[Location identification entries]
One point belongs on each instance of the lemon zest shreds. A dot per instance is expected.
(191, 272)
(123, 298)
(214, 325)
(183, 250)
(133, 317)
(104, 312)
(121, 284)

» **What the task asks**: Put each line of the material above into a numbered list and leave out any blank lines.

» **Correct answer**:
1. One point belongs on each instance of the lemon zest shreds. A dot per instance is expected.
2. (191, 272)
3. (123, 298)
4. (214, 325)
5. (183, 250)
6. (133, 317)
7. (104, 312)
8. (121, 284)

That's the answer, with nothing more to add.